#### Task input ####

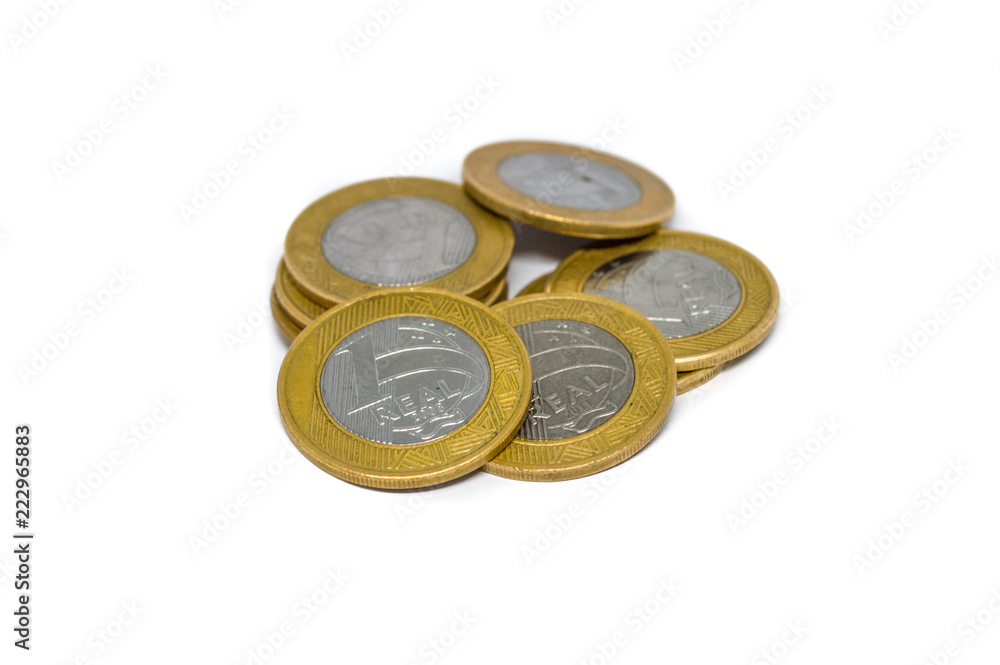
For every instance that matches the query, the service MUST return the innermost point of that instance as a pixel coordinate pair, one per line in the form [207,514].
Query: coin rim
[644,412]
[497,420]
[536,286]
[482,181]
[325,285]
[749,325]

####

Problem to solve:
Copy out each record shown above without alteration, skipping any picture.

Exercise result:
For every instance that matches the query, the service MUST return the innermost point of that instance as a pixel coordinate pair, one per line in the form [207,514].
Query: coin rim
[644,412]
[497,420]
[536,286]
[482,181]
[325,285]
[749,325]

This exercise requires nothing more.